**Direction A**: From the blog post about the flu, list every physical symptom the writer describes having.
**Direction B**:
Answer these questions using the blog post about the flu:
(i) Which book was the writer reading aloud to their daughter?
(ii) Where did the writer imagine the water in their ears had come from?
(iii) What qualification does the writer say they are armed with?
──────── Selected text ────────
Monday, May 27, 2013

The Flu: Friend or Foe?

When my throat started to tickle, I thought perhaps it was just being playful.  When my ears were blocked up, I actually convinced myself that some water from a swim two weeks ago had moved position and might have moved into my ears, on the last stage of its journey out of my head.

But when I had a coughing fit in the middle of reading Hairy McLeary to my daughter, and she asked me if I had just thrown up in my mouth, I knew that it was serious.

I have the flu.

Okay. I admit it. I could be exaggerating; it might just be a cold.  But a very real one.

I am Dramatic Mediterranean Woman.  I like to think of myself as the real life version of that Latino chick on Modern Family, but possibly less gorgeous, and armed with a law degree.
──────── Extracted information ────────
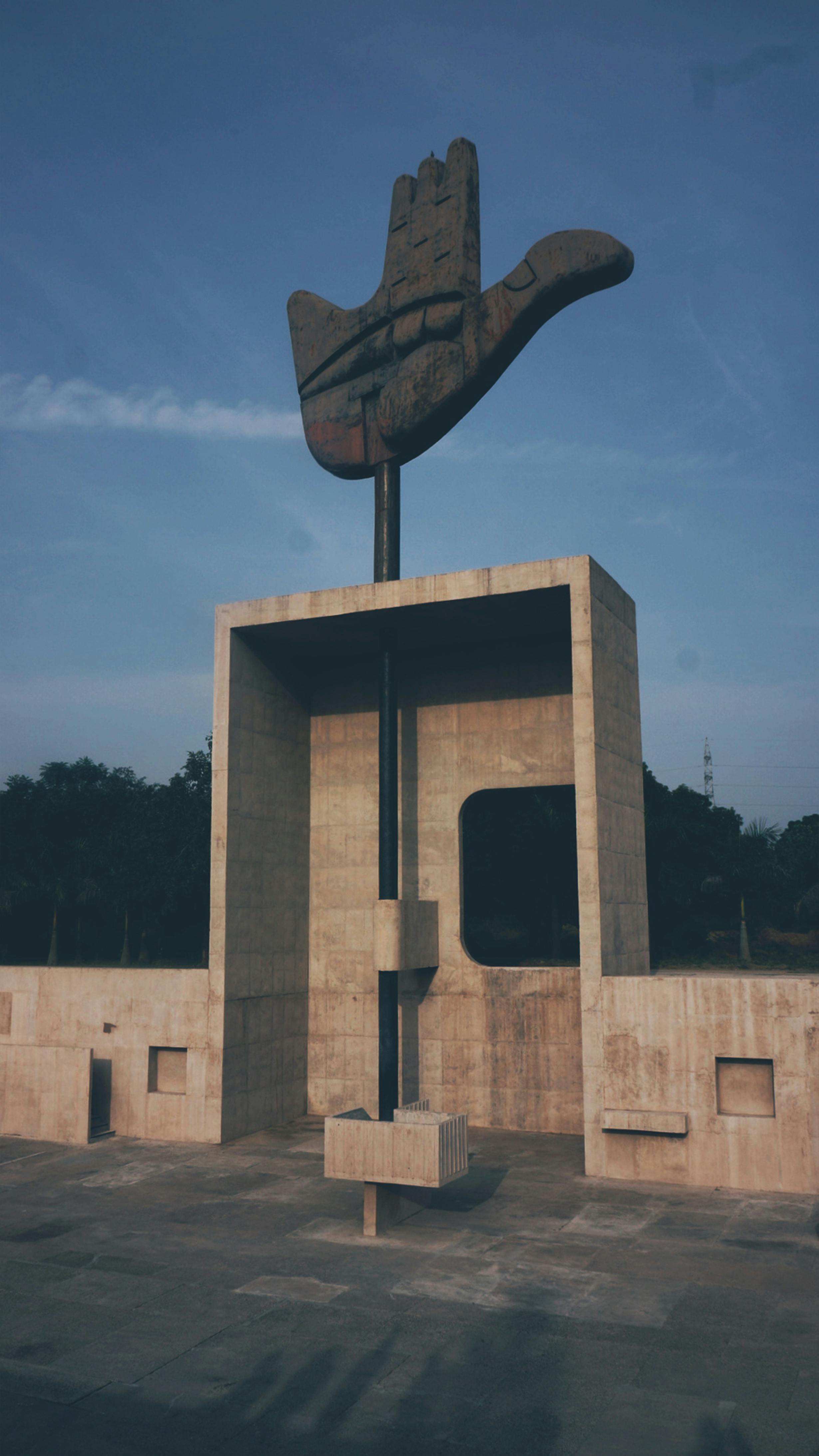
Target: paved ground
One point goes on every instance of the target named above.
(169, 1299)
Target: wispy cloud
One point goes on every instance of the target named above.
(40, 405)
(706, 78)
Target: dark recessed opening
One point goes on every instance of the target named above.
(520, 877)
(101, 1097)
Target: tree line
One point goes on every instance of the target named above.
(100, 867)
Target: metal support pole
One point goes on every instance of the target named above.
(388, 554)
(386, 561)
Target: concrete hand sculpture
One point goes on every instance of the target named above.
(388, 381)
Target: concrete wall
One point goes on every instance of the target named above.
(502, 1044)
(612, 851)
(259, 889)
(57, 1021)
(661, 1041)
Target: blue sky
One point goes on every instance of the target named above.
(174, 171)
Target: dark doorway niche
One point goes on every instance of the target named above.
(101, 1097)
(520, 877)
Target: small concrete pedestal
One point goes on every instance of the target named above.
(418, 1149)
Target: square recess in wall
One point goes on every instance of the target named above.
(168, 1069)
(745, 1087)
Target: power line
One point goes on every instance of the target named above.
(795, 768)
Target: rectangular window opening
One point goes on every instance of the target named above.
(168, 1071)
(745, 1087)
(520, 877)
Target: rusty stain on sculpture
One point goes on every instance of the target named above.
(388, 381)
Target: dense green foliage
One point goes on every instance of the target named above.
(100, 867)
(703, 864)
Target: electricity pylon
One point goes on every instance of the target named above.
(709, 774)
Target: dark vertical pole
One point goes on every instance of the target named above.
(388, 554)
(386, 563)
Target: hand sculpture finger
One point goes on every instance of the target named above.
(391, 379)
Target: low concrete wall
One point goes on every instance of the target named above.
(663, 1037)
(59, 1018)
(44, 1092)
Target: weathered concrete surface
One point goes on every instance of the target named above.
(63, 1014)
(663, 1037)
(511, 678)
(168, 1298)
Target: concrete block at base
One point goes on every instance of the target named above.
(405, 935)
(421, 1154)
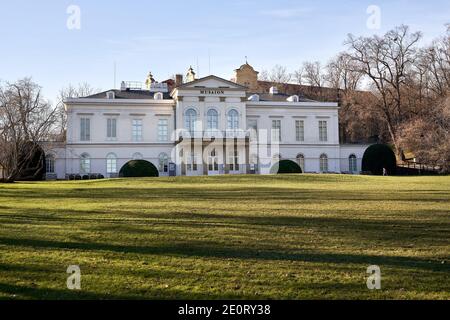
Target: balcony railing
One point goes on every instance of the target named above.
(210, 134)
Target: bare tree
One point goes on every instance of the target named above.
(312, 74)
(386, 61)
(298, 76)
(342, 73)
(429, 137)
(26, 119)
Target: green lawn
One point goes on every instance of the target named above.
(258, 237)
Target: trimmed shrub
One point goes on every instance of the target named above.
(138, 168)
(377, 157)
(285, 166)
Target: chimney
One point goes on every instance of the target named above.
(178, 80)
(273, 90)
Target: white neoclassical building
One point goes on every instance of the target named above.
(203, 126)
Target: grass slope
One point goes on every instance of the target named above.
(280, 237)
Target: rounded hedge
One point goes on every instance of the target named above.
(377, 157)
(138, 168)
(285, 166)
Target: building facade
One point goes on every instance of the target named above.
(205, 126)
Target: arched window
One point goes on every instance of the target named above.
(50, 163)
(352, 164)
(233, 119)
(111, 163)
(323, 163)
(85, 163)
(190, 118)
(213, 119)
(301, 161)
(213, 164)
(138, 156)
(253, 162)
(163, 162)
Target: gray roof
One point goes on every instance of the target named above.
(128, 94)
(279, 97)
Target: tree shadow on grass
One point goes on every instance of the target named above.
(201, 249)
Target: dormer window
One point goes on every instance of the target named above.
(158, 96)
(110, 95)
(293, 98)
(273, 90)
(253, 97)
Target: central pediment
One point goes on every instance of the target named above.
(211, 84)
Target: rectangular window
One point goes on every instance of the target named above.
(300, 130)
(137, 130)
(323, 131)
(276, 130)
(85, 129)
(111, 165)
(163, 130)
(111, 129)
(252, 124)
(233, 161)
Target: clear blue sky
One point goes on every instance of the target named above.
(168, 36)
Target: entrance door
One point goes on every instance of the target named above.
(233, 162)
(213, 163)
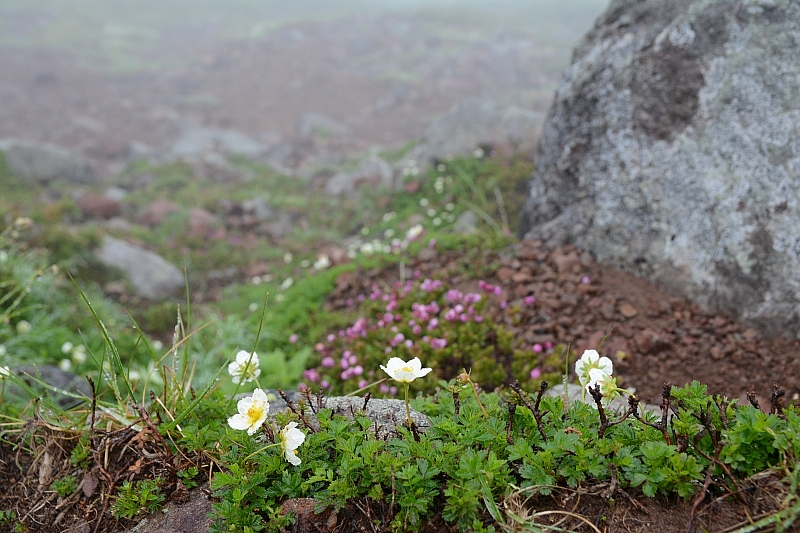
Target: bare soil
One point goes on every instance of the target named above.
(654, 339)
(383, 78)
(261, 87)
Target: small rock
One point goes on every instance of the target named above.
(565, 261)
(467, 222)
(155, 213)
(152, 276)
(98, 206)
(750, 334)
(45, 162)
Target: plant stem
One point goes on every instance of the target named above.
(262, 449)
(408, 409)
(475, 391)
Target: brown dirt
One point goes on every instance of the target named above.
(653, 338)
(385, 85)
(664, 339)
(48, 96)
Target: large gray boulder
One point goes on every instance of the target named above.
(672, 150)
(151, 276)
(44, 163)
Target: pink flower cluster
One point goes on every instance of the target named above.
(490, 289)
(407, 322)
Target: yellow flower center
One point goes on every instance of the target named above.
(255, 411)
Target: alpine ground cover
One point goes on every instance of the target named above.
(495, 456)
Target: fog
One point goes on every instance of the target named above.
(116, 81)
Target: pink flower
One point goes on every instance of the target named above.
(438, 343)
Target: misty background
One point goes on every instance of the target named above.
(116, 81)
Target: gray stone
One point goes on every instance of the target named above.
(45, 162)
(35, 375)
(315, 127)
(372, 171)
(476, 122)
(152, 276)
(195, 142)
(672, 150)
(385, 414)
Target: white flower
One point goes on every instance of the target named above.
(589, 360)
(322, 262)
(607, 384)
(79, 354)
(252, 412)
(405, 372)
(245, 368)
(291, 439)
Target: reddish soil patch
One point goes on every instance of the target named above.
────────
──────── Extracted information ────────
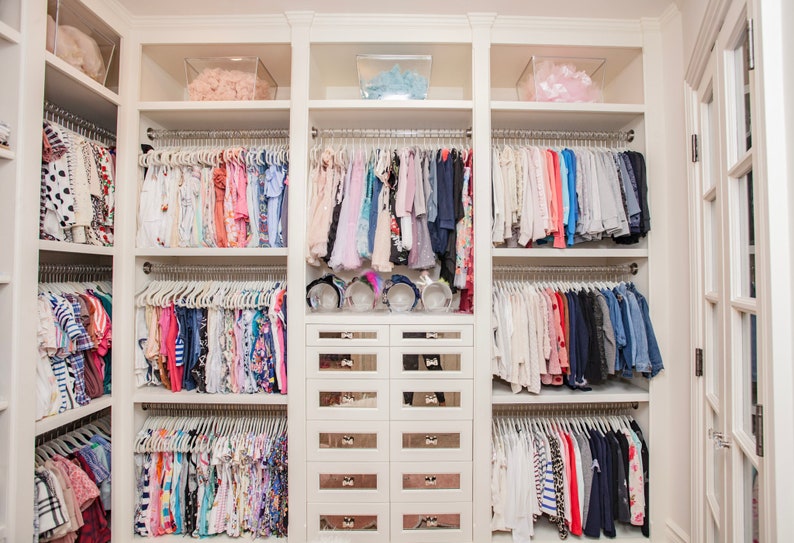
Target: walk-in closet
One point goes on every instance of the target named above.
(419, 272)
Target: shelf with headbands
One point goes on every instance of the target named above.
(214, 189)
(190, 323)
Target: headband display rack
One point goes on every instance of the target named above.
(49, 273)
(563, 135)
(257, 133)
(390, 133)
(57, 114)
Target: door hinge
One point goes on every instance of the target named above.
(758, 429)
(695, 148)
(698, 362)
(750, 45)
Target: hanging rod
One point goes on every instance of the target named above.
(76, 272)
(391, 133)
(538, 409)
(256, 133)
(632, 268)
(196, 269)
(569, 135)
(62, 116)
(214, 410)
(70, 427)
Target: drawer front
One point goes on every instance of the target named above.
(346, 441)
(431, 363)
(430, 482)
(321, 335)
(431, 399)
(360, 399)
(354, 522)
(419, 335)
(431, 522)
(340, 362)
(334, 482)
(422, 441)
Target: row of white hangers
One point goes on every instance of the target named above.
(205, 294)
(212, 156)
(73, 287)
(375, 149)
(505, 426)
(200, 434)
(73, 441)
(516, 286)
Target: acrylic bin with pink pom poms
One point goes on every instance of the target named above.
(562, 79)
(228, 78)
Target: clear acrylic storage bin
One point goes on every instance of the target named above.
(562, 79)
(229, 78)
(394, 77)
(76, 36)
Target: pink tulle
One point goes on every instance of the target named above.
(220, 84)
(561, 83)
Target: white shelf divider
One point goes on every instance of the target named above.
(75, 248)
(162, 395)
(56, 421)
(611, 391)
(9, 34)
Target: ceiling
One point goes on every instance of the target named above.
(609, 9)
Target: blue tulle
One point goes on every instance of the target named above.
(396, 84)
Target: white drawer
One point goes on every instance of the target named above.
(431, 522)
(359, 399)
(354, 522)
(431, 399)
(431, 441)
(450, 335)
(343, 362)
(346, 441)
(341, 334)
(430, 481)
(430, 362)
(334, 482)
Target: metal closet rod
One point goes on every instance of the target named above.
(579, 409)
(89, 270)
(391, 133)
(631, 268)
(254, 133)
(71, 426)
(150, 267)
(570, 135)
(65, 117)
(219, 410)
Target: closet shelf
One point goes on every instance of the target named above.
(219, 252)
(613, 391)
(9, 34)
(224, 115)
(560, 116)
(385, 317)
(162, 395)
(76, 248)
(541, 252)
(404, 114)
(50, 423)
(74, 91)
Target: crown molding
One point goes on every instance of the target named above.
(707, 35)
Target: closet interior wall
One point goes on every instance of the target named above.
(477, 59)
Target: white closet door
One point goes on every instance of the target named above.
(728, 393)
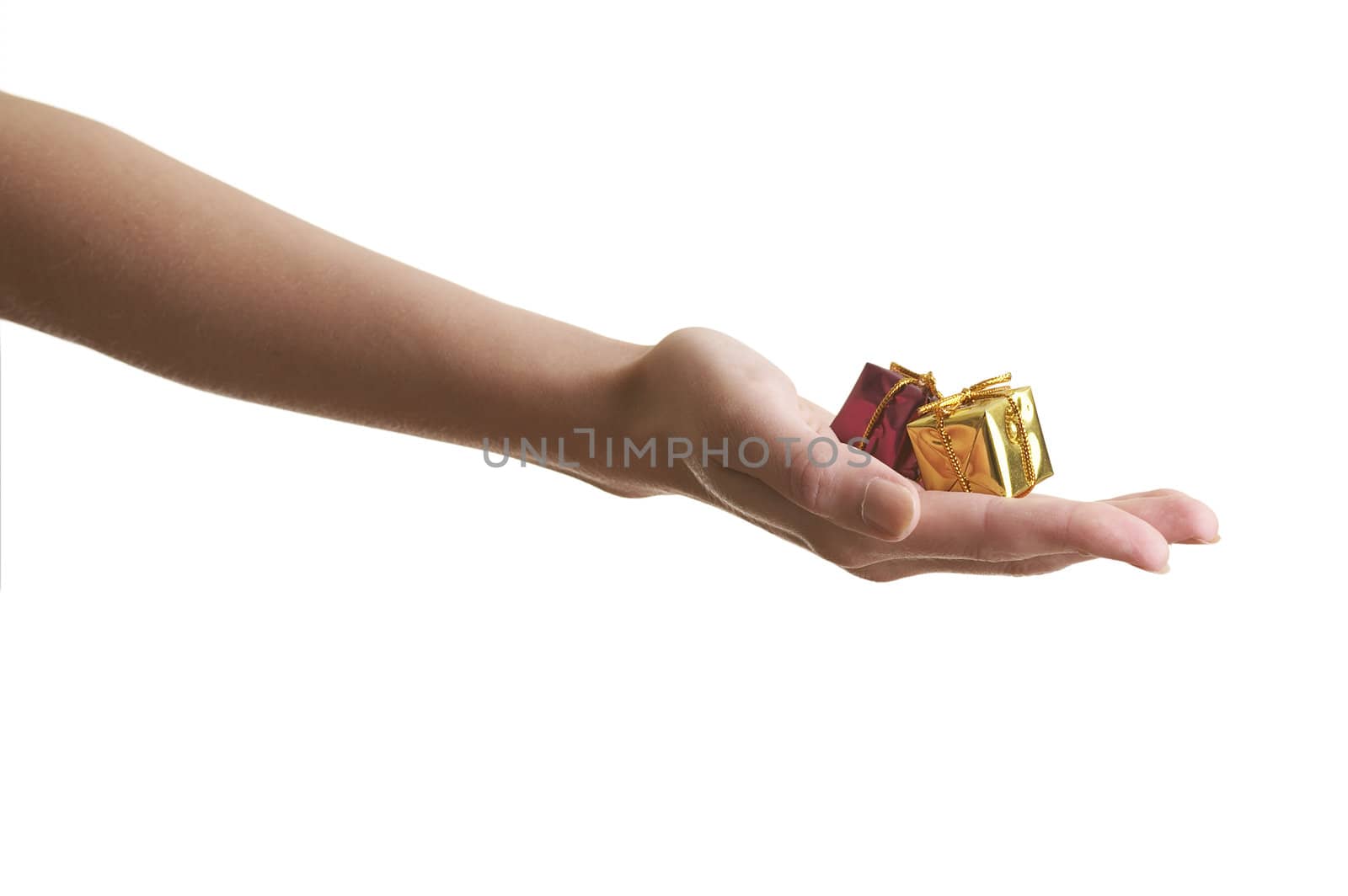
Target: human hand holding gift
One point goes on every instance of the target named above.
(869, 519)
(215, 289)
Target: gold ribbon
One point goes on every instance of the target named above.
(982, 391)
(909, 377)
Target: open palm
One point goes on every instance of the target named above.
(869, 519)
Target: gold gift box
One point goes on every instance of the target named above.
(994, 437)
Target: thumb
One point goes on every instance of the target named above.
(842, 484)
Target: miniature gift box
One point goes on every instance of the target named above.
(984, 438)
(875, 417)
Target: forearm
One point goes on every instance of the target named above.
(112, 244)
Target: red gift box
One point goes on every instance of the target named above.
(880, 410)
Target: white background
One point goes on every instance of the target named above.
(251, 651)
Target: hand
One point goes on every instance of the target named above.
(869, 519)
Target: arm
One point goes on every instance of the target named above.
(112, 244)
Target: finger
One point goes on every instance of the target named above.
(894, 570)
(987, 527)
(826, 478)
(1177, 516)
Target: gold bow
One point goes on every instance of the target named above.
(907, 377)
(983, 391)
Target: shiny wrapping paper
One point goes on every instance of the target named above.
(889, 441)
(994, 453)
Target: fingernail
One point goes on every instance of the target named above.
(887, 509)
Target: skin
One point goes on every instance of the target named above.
────────
──────── Extracted information ────────
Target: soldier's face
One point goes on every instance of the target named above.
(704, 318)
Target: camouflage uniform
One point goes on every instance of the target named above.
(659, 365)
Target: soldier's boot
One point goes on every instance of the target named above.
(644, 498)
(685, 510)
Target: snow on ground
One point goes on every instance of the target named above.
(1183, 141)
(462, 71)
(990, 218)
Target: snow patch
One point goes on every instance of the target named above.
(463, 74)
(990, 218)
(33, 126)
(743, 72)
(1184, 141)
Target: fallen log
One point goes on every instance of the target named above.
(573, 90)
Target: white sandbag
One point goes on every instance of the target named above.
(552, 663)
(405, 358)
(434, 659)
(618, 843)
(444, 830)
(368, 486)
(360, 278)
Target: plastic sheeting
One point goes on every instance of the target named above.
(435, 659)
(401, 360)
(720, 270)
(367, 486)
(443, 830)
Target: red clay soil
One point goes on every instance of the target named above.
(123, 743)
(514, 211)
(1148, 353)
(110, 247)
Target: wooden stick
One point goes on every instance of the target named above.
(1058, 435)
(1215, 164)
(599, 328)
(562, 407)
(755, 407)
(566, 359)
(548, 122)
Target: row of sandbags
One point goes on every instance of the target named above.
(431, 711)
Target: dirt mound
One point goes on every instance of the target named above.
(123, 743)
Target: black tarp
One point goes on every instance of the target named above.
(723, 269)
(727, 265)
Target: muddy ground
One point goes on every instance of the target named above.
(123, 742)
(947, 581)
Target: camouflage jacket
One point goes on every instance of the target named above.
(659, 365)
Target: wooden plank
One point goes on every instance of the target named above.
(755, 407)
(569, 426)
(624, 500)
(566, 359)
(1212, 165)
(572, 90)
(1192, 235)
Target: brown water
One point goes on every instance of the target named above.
────────
**Worked answer A**:
- A tickle in the throat
- Blocked-up ears
- A coughing fit

**Worked answer B**:
(i) Hairy McLeary
(ii) A swim two weeks earlier
(iii) A law degree